- Opening Delimiter -

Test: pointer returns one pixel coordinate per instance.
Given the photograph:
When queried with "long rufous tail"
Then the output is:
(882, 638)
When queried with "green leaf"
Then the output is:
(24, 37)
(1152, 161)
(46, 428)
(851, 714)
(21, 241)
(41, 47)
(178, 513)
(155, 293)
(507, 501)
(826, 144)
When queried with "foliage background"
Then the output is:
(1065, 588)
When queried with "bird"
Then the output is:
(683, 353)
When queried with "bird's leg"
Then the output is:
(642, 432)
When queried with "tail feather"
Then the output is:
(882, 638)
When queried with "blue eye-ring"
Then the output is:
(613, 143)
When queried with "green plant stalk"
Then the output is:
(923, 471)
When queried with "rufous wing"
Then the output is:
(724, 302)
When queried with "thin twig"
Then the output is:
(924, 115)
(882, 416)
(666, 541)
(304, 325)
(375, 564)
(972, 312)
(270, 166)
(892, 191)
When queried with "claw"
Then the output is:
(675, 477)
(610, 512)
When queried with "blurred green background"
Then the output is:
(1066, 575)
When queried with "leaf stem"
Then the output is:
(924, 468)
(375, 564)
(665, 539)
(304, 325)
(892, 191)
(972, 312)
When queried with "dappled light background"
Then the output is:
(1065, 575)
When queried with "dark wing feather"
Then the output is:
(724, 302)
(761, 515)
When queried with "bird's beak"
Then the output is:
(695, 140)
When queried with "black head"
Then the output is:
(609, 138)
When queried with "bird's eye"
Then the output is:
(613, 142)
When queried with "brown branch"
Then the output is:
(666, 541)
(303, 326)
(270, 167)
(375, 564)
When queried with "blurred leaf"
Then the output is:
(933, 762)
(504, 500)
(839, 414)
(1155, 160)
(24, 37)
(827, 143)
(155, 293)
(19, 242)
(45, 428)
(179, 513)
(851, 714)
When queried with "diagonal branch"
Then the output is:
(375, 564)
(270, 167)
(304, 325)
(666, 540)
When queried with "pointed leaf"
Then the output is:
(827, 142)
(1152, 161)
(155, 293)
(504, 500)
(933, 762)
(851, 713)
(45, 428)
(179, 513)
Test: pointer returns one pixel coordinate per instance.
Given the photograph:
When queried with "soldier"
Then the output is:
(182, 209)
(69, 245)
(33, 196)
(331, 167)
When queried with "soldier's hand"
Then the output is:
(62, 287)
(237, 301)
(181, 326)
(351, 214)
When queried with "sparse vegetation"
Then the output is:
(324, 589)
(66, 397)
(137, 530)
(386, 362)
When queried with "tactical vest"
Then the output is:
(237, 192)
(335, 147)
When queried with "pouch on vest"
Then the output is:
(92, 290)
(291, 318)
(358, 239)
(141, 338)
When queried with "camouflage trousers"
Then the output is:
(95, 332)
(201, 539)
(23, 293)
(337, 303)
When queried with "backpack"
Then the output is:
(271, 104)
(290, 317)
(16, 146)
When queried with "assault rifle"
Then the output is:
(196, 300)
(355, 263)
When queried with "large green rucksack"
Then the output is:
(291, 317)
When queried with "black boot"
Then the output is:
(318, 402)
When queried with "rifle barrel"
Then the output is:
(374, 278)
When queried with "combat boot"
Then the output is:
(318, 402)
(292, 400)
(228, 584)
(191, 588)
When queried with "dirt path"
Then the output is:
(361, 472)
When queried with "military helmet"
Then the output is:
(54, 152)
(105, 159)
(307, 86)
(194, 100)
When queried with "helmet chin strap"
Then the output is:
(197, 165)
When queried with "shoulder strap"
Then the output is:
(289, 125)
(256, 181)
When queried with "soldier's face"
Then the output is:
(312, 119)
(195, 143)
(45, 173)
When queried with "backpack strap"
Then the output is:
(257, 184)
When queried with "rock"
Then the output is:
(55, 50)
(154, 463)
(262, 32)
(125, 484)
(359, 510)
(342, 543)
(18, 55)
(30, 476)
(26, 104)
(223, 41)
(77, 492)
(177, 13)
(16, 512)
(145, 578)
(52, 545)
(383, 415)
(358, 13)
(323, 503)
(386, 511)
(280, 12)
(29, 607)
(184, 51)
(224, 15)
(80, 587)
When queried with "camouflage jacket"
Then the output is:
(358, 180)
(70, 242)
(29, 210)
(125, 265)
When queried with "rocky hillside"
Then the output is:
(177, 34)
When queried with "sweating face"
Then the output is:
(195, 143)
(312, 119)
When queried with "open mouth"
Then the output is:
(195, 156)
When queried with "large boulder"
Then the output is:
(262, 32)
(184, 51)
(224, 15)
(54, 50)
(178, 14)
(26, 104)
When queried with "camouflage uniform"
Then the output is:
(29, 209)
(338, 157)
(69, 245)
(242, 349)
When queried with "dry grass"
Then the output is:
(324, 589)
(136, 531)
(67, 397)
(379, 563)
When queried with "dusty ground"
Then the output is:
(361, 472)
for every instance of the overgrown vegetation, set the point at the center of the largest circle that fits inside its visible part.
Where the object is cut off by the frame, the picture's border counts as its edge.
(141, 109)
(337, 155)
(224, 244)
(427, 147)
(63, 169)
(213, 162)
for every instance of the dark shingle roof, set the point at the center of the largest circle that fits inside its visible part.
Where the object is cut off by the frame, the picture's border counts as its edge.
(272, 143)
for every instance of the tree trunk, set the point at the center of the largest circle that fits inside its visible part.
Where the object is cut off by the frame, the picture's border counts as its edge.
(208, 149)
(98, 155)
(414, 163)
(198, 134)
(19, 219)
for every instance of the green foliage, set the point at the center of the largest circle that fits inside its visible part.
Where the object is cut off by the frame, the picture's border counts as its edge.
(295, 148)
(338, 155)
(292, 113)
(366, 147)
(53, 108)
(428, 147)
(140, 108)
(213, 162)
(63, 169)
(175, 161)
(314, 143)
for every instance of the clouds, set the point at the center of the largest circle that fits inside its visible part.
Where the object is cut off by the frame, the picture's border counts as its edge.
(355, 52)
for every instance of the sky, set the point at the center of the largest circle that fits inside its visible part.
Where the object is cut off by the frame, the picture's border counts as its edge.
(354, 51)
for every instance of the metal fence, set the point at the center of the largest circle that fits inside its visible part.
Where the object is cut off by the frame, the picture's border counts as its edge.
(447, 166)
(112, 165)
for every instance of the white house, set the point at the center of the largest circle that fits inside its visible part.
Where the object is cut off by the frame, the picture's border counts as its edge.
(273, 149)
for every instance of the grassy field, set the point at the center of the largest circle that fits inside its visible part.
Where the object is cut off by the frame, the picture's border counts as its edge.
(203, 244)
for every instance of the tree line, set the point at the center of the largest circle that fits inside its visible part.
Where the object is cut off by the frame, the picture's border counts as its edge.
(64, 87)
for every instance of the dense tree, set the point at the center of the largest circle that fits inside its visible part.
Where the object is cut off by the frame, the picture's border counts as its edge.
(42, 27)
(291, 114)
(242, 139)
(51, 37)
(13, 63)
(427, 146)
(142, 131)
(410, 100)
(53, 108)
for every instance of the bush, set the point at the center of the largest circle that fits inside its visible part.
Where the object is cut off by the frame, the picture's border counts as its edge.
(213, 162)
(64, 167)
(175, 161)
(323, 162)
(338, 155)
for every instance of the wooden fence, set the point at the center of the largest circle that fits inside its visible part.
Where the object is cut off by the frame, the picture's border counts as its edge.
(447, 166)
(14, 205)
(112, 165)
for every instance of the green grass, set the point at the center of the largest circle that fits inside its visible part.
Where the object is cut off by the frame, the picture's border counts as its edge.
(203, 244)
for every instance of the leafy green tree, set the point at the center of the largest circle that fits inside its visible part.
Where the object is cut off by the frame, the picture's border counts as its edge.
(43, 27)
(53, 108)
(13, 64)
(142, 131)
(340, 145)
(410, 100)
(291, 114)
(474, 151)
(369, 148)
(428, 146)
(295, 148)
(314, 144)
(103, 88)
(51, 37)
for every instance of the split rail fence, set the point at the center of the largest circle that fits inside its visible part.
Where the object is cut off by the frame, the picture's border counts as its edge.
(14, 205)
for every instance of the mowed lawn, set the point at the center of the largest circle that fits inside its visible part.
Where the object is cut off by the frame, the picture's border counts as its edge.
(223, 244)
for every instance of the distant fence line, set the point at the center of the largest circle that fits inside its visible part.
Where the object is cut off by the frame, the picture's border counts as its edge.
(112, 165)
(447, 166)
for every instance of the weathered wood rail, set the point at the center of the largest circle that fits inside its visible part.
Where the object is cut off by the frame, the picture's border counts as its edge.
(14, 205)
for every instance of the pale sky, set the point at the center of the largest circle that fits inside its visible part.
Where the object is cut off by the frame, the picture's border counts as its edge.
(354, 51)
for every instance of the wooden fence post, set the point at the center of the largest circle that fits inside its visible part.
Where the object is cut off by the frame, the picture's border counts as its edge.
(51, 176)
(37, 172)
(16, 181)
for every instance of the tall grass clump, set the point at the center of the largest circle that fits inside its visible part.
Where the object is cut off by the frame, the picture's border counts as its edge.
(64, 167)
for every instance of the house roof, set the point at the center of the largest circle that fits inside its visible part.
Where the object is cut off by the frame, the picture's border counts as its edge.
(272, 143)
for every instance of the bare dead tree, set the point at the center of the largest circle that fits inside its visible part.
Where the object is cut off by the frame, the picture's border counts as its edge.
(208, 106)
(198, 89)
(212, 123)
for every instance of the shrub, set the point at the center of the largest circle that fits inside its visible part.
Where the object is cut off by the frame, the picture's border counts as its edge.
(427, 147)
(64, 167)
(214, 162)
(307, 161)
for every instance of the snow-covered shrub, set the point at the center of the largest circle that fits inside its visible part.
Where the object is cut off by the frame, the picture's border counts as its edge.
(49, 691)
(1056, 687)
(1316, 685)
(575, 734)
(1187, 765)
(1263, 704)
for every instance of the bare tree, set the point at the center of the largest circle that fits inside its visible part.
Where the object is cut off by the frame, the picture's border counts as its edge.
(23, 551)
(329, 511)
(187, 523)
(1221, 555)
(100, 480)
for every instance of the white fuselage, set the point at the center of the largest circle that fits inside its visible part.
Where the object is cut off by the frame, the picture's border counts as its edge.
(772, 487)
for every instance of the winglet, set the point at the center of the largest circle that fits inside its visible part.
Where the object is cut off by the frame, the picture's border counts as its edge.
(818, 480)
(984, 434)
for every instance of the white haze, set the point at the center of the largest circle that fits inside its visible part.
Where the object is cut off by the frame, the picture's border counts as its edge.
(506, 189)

- Closing Delimiter -

Your task is to list each line of the records with the word "rifle".

When queried with "assault rifle"
When queried with "rifle barrel"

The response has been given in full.